_Exercise task 1_. Rescale the rows in the stretch from the line containing "Is there any child" through the line containing "[[40, 0, 159, 110], [234, 173, 248, 184]]". Reproduce each line, requests included, multiplying every bounding-box coordinate in the answers by 0.85 and rounding to whole numbers, halves up.

---------- Page excerpt ----------

UNITED STATES

SECURITIES AND EXCHANGE COMMISSION

WASHINGTON, D.C.  20549

 

FORM 8-K

CURRENT REPORT

 

Pursuant to Section 13 or 15(d) of The Securities Exchange Act of 1934

 

Date of Report (Date of Earliest Event Reported): August 20, 2020

 

CHINA HGS REAL ESTATE INC.

(Exact name of registrant as specified in its charter)

 

Florida

(State or other jurisdiction of incorporation)

 

001-34864 33-0961490
(Commission File Number) (IRS Employer Identification No.)

 

6 Xinghan Road, 19th Floor, Hanzhong City

Shaanxi Province, PRC 723000

(Address of principal executive offices and zip code)

 

(+86) 091-62622612

(Registrant's telephone number including area code)

 

 

(Registrant's former name or former address, if changed since last report)

 

Securities registered pursuant to Section 12(b) of the Act:

 

Title of each class Trading Symbol(s) Name of each exchange on which
registered
Common Stock, $0.001 par value HGSH The NASDAQ Capital Market

 

Check the appropriate box below if the Form 8-K filing is intended to simultaneously satisfy the filing obligation of registrant under any of the following provisions:

 

  ¨ Written communications pursuant to Rule 425 under the Securities Act (17 CFR 230.425)

 

  ¨ Soliciting material pursuant to Rule 14a-12(b) under the Exchange Act (17 CFR 240.14a-12(b))

 

  ¨ Pre-commencement communications pursuant to Rule 14d-2(b) under the Exchange Act (17 CFR 240.14d-2(b))

 

  ¨ Pre-commencement communications pursuant to Rule 13e-4(c) under the Exchange Act (17 CFR 240.13e-4(c))

---------- Data to process ----------

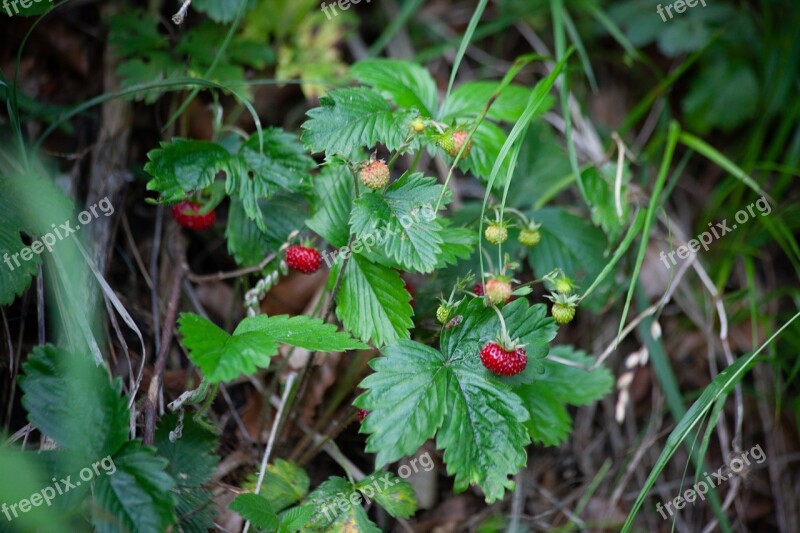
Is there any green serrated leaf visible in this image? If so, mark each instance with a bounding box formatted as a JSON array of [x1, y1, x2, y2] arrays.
[[250, 459, 310, 511], [436, 222, 477, 269], [331, 254, 414, 346], [441, 81, 555, 122], [225, 193, 308, 266], [144, 138, 233, 203], [178, 313, 278, 383], [350, 59, 437, 117], [228, 494, 278, 531], [154, 413, 219, 487], [528, 208, 606, 307], [514, 345, 614, 446], [538, 345, 614, 405], [230, 128, 314, 231], [440, 298, 558, 386], [192, 0, 245, 23], [515, 381, 572, 446], [323, 505, 381, 533], [350, 173, 443, 273], [93, 441, 176, 533], [302, 87, 414, 155], [356, 472, 417, 518], [278, 505, 314, 533], [306, 164, 355, 248], [20, 344, 129, 461], [233, 315, 369, 352], [355, 298, 555, 502], [354, 340, 452, 466]]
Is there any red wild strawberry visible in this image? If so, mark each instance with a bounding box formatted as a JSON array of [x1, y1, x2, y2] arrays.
[[436, 130, 472, 158], [480, 341, 528, 376], [359, 160, 389, 191], [286, 244, 322, 274], [172, 200, 217, 231]]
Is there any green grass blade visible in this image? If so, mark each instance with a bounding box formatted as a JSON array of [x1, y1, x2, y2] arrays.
[[616, 122, 681, 342], [622, 312, 800, 533], [444, 0, 489, 107], [680, 131, 775, 205], [367, 0, 423, 57]]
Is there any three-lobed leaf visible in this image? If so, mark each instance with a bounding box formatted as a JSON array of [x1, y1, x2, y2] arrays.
[[302, 87, 414, 156], [331, 254, 414, 346]]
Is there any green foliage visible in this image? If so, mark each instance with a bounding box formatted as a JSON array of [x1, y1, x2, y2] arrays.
[[228, 494, 278, 531], [109, 11, 275, 103], [356, 299, 555, 502], [350, 173, 443, 273], [516, 346, 614, 446], [302, 87, 414, 156], [178, 313, 366, 383], [306, 472, 417, 533], [155, 414, 219, 533], [178, 313, 278, 383], [20, 345, 128, 462]]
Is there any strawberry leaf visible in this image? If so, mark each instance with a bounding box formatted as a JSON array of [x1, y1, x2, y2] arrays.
[[306, 165, 354, 248], [230, 128, 314, 231], [302, 87, 414, 156], [331, 254, 414, 346], [350, 59, 438, 117], [93, 441, 176, 531], [350, 173, 443, 273], [440, 81, 555, 122], [356, 472, 417, 518], [155, 413, 219, 531], [20, 344, 129, 461], [233, 315, 369, 352], [144, 138, 232, 203], [514, 345, 614, 446], [178, 313, 278, 383], [516, 381, 572, 446]]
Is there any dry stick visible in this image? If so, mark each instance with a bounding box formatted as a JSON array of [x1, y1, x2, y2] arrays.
[[143, 268, 183, 444], [288, 235, 357, 446], [242, 372, 297, 533], [183, 254, 276, 283]]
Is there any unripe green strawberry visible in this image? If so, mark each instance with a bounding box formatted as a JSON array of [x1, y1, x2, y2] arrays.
[[550, 303, 575, 324], [519, 228, 542, 248], [553, 277, 575, 294], [436, 304, 453, 324], [545, 290, 581, 324], [484, 276, 512, 305], [360, 159, 389, 191], [483, 222, 508, 244], [436, 130, 472, 158]]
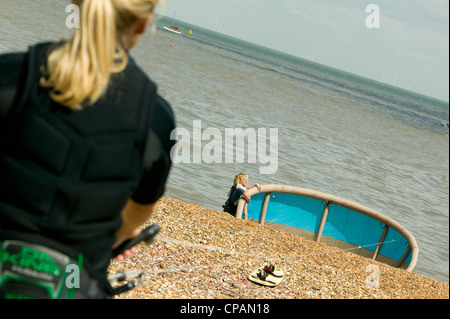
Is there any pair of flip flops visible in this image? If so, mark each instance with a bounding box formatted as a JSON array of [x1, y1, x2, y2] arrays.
[[248, 264, 284, 287]]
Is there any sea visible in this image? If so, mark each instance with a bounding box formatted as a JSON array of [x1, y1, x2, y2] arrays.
[[0, 0, 449, 282]]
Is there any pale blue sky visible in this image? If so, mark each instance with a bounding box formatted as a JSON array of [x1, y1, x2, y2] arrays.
[[156, 0, 449, 102]]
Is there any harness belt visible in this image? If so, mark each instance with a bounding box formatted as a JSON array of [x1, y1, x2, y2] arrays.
[[0, 240, 109, 299]]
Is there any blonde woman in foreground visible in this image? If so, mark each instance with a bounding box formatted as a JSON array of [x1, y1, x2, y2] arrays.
[[0, 0, 175, 298]]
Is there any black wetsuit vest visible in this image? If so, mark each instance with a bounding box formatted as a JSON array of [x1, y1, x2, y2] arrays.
[[0, 44, 174, 278]]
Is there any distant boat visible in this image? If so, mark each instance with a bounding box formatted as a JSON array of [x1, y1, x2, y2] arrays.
[[164, 25, 183, 34], [164, 11, 183, 34]]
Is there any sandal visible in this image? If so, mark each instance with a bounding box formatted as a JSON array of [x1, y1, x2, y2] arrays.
[[256, 269, 275, 284], [262, 264, 283, 277]]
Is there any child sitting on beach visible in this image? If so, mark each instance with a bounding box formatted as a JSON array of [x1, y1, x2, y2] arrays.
[[222, 173, 261, 216]]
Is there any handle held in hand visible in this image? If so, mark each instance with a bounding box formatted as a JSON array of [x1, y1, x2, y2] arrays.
[[113, 224, 160, 257]]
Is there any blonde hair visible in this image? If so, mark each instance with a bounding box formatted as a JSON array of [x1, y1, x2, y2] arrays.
[[40, 0, 159, 110], [234, 173, 248, 184]]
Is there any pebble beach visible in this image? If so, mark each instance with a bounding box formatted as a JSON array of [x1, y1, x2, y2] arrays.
[[109, 198, 449, 299]]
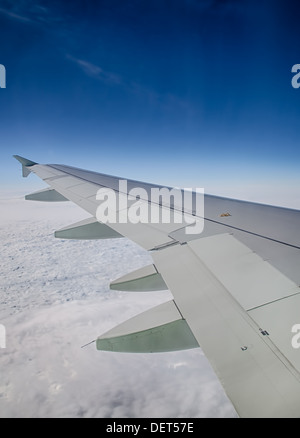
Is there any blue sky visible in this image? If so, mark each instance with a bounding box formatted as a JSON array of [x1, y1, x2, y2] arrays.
[[0, 0, 300, 205]]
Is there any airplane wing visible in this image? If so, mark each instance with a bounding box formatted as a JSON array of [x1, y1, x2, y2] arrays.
[[15, 156, 300, 417]]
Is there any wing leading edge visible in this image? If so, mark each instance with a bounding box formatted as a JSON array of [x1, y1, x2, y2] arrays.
[[15, 156, 300, 417]]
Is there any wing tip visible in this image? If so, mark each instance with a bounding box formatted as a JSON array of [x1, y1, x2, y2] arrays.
[[13, 155, 38, 167]]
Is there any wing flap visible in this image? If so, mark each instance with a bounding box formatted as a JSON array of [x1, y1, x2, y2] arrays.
[[110, 265, 168, 292], [96, 301, 199, 353], [25, 189, 68, 202], [152, 240, 300, 417]]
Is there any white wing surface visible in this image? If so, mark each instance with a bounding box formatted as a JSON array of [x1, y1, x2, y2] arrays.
[[15, 156, 300, 417]]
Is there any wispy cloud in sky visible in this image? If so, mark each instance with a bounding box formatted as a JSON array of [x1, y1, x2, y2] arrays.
[[66, 54, 122, 84]]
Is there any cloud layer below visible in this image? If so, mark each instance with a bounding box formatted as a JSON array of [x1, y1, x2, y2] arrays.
[[0, 199, 236, 418]]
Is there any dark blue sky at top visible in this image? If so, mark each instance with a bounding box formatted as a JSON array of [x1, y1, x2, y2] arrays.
[[0, 0, 300, 195]]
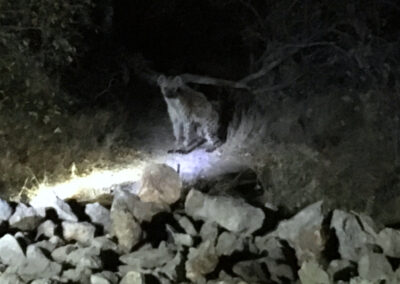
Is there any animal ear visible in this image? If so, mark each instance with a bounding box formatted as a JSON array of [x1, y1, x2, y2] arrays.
[[157, 75, 167, 85], [174, 76, 183, 86]]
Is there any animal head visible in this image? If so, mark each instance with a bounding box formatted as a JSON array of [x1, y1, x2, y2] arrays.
[[157, 75, 185, 98]]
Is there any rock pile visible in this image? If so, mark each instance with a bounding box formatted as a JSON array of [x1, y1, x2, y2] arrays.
[[0, 163, 400, 284]]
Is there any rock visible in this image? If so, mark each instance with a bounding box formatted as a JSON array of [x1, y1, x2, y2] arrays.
[[153, 251, 184, 283], [33, 240, 62, 252], [51, 245, 103, 269], [111, 190, 170, 223], [51, 245, 79, 263], [268, 201, 325, 265], [264, 257, 296, 283], [216, 232, 244, 256], [8, 203, 43, 231], [174, 214, 197, 237], [0, 234, 25, 266], [85, 202, 111, 233], [255, 235, 285, 260], [0, 273, 26, 284], [185, 189, 265, 235], [0, 198, 13, 223], [111, 204, 142, 253], [30, 192, 78, 222], [200, 222, 218, 245], [13, 245, 61, 281], [299, 260, 332, 284], [138, 164, 182, 204], [90, 236, 119, 253], [232, 258, 269, 283], [119, 242, 175, 272], [119, 271, 145, 284], [90, 274, 110, 284], [66, 247, 103, 269], [90, 271, 118, 284], [377, 228, 400, 258], [31, 279, 60, 284], [166, 224, 193, 247], [207, 270, 250, 284], [358, 251, 394, 283], [62, 267, 93, 283], [185, 241, 219, 283], [61, 221, 96, 244], [35, 220, 57, 240], [330, 210, 376, 262], [350, 277, 376, 284], [327, 259, 358, 282]]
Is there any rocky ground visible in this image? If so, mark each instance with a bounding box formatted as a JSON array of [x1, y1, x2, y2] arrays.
[[0, 164, 400, 284]]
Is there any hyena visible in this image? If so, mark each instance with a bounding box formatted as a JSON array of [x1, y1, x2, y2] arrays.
[[157, 75, 222, 153]]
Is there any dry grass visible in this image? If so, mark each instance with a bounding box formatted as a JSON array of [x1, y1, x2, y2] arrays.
[[0, 105, 141, 202]]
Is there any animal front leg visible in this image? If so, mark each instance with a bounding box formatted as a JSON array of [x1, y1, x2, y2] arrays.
[[179, 122, 205, 154], [168, 119, 184, 153], [204, 120, 222, 152]]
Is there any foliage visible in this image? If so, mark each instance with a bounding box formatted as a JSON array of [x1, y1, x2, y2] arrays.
[[0, 0, 93, 108]]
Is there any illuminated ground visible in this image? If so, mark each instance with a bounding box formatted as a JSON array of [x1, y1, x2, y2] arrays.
[[30, 105, 247, 204]]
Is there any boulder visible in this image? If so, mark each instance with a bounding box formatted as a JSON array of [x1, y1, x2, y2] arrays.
[[35, 220, 57, 240], [62, 267, 93, 283], [8, 203, 43, 231], [199, 222, 218, 245], [119, 271, 145, 284], [13, 245, 61, 281], [216, 232, 244, 256], [166, 224, 193, 247], [358, 251, 394, 283], [111, 204, 142, 253], [327, 259, 358, 281], [174, 214, 197, 237], [0, 198, 13, 223], [330, 210, 377, 262], [0, 234, 25, 266], [299, 260, 332, 284], [85, 202, 111, 233], [185, 189, 265, 235], [254, 235, 285, 260], [90, 270, 118, 284], [111, 190, 169, 223], [120, 242, 175, 272], [268, 201, 325, 265], [377, 228, 400, 258], [185, 241, 219, 283], [61, 221, 96, 244], [30, 192, 78, 222], [232, 258, 270, 283], [0, 273, 26, 284], [138, 164, 182, 204]]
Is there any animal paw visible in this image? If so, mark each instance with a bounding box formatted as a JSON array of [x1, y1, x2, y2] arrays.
[[206, 141, 222, 153]]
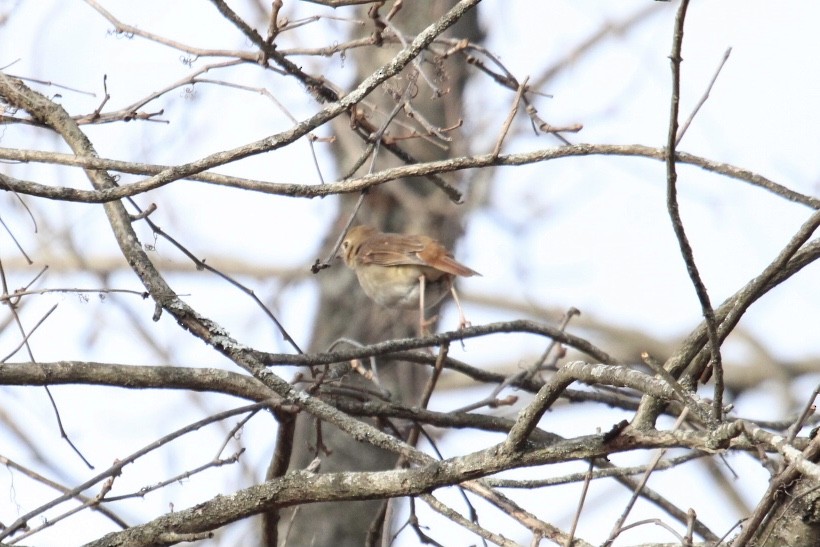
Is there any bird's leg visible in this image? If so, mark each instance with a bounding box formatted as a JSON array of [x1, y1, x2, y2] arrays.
[[419, 275, 436, 336], [450, 283, 471, 330]]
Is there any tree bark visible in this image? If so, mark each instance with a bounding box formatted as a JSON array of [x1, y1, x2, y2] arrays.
[[265, 4, 480, 547]]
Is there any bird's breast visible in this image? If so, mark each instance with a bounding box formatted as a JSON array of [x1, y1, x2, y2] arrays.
[[356, 264, 453, 309]]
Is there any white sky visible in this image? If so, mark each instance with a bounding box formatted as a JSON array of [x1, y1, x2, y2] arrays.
[[0, 0, 820, 545]]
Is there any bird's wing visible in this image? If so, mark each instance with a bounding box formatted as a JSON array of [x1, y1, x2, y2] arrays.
[[359, 234, 481, 277]]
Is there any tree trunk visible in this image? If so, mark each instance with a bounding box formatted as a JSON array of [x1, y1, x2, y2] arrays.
[[266, 4, 479, 547]]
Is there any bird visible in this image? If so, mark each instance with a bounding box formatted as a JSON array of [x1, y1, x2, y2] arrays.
[[339, 225, 481, 334]]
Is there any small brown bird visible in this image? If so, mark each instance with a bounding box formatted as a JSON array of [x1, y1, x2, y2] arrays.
[[340, 226, 481, 332]]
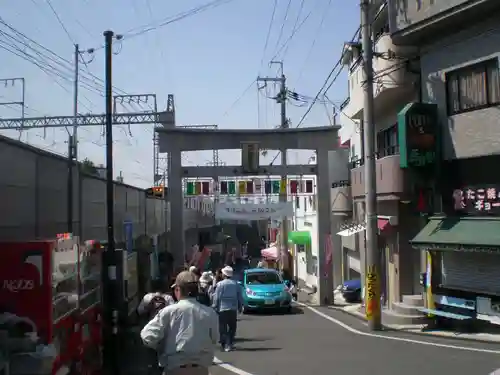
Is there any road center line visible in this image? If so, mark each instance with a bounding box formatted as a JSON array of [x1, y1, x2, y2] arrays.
[[294, 302, 500, 354], [214, 357, 255, 375]]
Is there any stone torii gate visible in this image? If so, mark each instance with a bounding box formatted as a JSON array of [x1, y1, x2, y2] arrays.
[[156, 126, 340, 304]]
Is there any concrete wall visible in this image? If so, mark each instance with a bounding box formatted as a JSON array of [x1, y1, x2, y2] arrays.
[[421, 18, 500, 160], [0, 137, 165, 242], [388, 0, 470, 33]]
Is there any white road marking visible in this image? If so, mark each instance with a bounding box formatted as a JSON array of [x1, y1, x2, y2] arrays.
[[294, 302, 500, 354], [214, 357, 255, 375]]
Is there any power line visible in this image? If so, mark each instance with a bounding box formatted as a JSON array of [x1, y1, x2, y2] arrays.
[[271, 12, 312, 60], [270, 27, 361, 165], [118, 0, 234, 42], [281, 0, 306, 59], [297, 0, 333, 82], [0, 17, 128, 95], [259, 0, 278, 70], [222, 79, 256, 117], [45, 0, 76, 44], [271, 0, 292, 60]]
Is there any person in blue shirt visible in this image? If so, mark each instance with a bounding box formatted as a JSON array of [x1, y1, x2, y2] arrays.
[[212, 266, 243, 352]]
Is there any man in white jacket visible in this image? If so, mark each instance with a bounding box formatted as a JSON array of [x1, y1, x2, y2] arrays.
[[141, 271, 219, 375]]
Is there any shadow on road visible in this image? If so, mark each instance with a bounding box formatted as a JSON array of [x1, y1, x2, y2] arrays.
[[234, 337, 271, 342], [251, 306, 304, 315], [236, 347, 283, 352]]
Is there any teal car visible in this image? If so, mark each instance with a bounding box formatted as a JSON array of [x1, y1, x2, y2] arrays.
[[239, 268, 292, 314]]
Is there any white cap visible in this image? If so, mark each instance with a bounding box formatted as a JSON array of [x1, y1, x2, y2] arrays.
[[221, 266, 233, 277]]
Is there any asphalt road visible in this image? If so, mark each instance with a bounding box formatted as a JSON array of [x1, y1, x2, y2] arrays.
[[211, 308, 500, 375]]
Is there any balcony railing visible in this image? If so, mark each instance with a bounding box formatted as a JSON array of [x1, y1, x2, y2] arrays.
[[349, 145, 399, 169], [330, 180, 352, 215], [351, 154, 405, 199]]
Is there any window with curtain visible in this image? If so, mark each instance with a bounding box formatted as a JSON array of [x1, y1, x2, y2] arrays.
[[446, 59, 500, 116], [377, 124, 399, 158]]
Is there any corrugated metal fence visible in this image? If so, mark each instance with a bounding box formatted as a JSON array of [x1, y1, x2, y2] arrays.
[[0, 137, 165, 242]]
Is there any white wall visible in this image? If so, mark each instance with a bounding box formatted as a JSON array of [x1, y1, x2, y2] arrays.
[[339, 113, 361, 160]]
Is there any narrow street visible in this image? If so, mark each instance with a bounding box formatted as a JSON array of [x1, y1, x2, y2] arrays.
[[212, 308, 500, 375]]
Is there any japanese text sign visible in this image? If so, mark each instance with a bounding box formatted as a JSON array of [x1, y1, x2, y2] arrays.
[[398, 103, 440, 168], [453, 185, 500, 215]]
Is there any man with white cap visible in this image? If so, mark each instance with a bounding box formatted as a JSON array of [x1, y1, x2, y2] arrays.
[[141, 271, 218, 375], [212, 266, 243, 352]]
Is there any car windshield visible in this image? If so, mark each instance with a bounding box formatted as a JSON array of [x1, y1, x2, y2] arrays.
[[247, 272, 282, 285]]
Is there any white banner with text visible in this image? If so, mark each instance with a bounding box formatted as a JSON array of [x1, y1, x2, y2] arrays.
[[215, 202, 293, 220]]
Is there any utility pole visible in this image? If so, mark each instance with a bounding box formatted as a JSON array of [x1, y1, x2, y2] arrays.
[[257, 61, 290, 276], [360, 0, 382, 331], [102, 31, 124, 375], [67, 44, 81, 235]]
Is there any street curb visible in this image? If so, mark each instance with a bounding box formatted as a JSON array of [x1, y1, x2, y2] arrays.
[[304, 303, 500, 344]]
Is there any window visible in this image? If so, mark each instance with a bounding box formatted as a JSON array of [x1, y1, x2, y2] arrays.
[[446, 59, 500, 116], [377, 125, 399, 158]]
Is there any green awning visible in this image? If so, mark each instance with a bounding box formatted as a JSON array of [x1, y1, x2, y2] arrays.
[[410, 216, 500, 251], [288, 231, 311, 245]]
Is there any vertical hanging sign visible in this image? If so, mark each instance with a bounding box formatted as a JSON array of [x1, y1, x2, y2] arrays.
[[398, 103, 440, 169], [241, 142, 259, 173]]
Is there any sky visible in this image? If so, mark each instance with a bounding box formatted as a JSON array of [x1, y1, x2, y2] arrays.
[[0, 0, 359, 188]]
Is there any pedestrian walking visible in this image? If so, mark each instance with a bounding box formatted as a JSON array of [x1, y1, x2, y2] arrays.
[[137, 279, 175, 374], [197, 272, 213, 306], [212, 266, 243, 352], [137, 279, 175, 319], [141, 271, 218, 375]]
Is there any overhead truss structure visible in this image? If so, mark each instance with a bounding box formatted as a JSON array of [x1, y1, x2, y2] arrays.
[[0, 112, 165, 130]]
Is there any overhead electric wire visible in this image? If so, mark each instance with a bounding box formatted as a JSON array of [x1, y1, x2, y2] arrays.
[[271, 0, 292, 60], [0, 41, 91, 112], [45, 0, 104, 100], [271, 12, 312, 60], [270, 26, 361, 165], [281, 0, 306, 60], [259, 0, 278, 70], [119, 0, 234, 41], [0, 30, 100, 97], [296, 0, 333, 82], [222, 79, 256, 116], [45, 0, 76, 44], [0, 17, 128, 95]]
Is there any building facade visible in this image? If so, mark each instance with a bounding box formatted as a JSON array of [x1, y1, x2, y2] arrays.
[[339, 1, 428, 308], [389, 0, 500, 324]]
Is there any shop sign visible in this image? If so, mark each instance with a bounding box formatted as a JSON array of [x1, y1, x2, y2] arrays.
[[453, 185, 500, 215], [398, 103, 440, 168]]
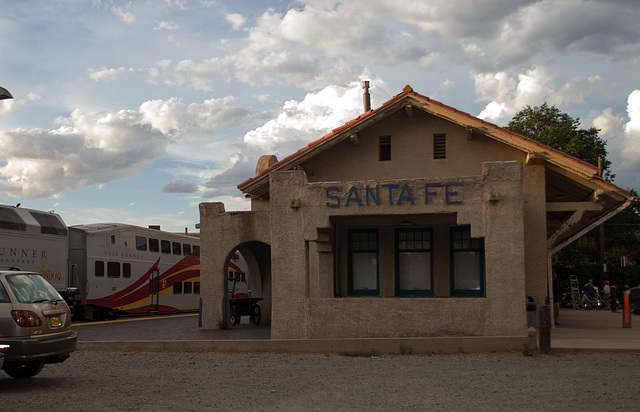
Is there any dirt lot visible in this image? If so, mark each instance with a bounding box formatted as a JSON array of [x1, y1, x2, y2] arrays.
[[0, 351, 640, 411]]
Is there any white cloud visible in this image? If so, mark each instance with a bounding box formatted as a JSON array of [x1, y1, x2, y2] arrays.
[[0, 97, 261, 199], [621, 90, 640, 167], [112, 7, 136, 24], [244, 83, 376, 151], [153, 21, 180, 30], [473, 67, 602, 125], [593, 107, 622, 137], [162, 178, 198, 193], [226, 13, 247, 30]]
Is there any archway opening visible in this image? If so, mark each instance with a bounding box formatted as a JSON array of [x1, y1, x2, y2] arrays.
[[225, 241, 272, 327]]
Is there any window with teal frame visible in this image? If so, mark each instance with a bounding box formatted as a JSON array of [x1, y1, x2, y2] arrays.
[[396, 228, 433, 296], [451, 226, 484, 296], [349, 229, 380, 295]]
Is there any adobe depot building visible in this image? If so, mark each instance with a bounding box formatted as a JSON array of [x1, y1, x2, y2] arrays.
[[199, 82, 631, 350]]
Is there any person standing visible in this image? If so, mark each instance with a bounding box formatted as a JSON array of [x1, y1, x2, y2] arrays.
[[602, 280, 611, 310], [551, 272, 560, 326]]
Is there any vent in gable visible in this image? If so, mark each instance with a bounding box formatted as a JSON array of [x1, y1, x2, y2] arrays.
[[433, 134, 447, 159]]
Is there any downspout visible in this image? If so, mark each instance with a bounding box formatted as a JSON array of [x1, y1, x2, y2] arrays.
[[547, 198, 633, 327]]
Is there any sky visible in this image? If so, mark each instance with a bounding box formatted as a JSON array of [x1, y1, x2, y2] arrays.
[[0, 0, 640, 233]]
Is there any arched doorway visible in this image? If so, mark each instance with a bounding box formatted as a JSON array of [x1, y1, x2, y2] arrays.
[[225, 241, 272, 327]]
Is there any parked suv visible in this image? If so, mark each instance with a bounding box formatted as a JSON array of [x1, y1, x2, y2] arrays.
[[0, 270, 78, 378]]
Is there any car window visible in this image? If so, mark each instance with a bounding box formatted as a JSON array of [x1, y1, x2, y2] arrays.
[[0, 283, 11, 303], [5, 274, 62, 303]]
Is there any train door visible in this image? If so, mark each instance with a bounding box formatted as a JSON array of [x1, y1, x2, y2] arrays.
[[149, 269, 160, 312]]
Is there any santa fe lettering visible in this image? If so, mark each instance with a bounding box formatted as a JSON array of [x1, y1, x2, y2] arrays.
[[325, 182, 462, 208]]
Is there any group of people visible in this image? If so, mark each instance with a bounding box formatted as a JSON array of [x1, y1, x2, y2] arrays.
[[584, 279, 611, 309], [552, 272, 615, 325]]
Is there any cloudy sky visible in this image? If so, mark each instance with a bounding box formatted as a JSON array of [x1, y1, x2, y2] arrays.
[[0, 0, 640, 232]]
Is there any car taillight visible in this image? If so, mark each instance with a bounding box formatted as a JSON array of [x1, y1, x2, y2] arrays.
[[11, 310, 42, 328]]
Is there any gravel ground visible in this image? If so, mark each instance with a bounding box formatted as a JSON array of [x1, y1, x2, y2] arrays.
[[0, 351, 640, 412]]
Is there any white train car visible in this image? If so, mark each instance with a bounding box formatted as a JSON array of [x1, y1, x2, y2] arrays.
[[69, 223, 200, 320], [0, 205, 74, 292]]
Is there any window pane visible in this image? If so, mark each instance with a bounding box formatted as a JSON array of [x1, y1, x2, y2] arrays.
[[94, 260, 104, 277], [0, 283, 11, 303], [136, 236, 147, 252], [122, 263, 131, 278], [160, 240, 171, 254], [107, 262, 120, 278], [398, 252, 431, 291], [453, 252, 482, 291], [353, 253, 378, 290]]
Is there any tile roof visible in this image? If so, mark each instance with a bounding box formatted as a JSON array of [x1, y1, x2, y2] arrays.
[[238, 85, 630, 197]]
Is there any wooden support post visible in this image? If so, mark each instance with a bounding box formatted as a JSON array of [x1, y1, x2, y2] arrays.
[[538, 305, 551, 353]]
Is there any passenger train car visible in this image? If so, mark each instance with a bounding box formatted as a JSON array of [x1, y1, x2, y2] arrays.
[[0, 205, 70, 290], [69, 223, 200, 319]]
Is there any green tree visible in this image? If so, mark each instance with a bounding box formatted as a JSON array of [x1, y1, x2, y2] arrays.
[[506, 103, 615, 181], [506, 103, 640, 287]]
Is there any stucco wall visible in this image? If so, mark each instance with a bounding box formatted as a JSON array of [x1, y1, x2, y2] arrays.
[[260, 162, 526, 339], [200, 202, 271, 329]]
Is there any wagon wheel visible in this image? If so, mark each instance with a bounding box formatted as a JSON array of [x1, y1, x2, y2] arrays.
[[231, 307, 240, 326], [251, 305, 261, 325]]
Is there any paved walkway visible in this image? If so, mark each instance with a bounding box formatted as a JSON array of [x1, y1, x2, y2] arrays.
[[551, 309, 640, 352], [72, 309, 640, 352]]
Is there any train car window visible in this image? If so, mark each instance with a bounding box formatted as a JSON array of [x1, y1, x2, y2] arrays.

----------

_Exercise task 2_. Repeat the stretch of the Form 8-K cover page from "Check the appropriate" through "(17 CFR 240.14d-2(b))" word for word.

_Written answer 1_.
Is there any child sitting on beach visible in this image? If so, mark each instance with a bounding box formatted as a JSON array of [x1, y1, x2, y2] arrays.
[[189, 147, 222, 184]]
Is there any handle held in hand visible in this image? If so, mark each instance with a bounding box formatted as a JSON array of [x1, y1, x2, y2] arrays.
[[96, 190, 136, 218]]
Is there any blonde hair visible in this image? If so, mark each instance with a bounding box formatted as a JSON array of [x1, y1, x2, y2] arrays.
[[34, 0, 135, 94], [199, 147, 211, 156]]

_Written answer 2_.
Check the appropriate box below if the Form 8-K filing is intended to simultaneously satisfy the filing obligation of registrant under any of the following provisions:

 

  ¨ Written communications pursuant to Rule 425 under the Securities Act (17 CFR 230.425)

 

  ¨ Soliciting material pursuant to Rule 14a-12(b) under the Exchange Act (17 CFR 240.14a-12(b))

 

  ¨ Pre-commencement communications pursuant to Rule 14d-2(b) under the Exchange Act (17 CFR 240.14d-2(b))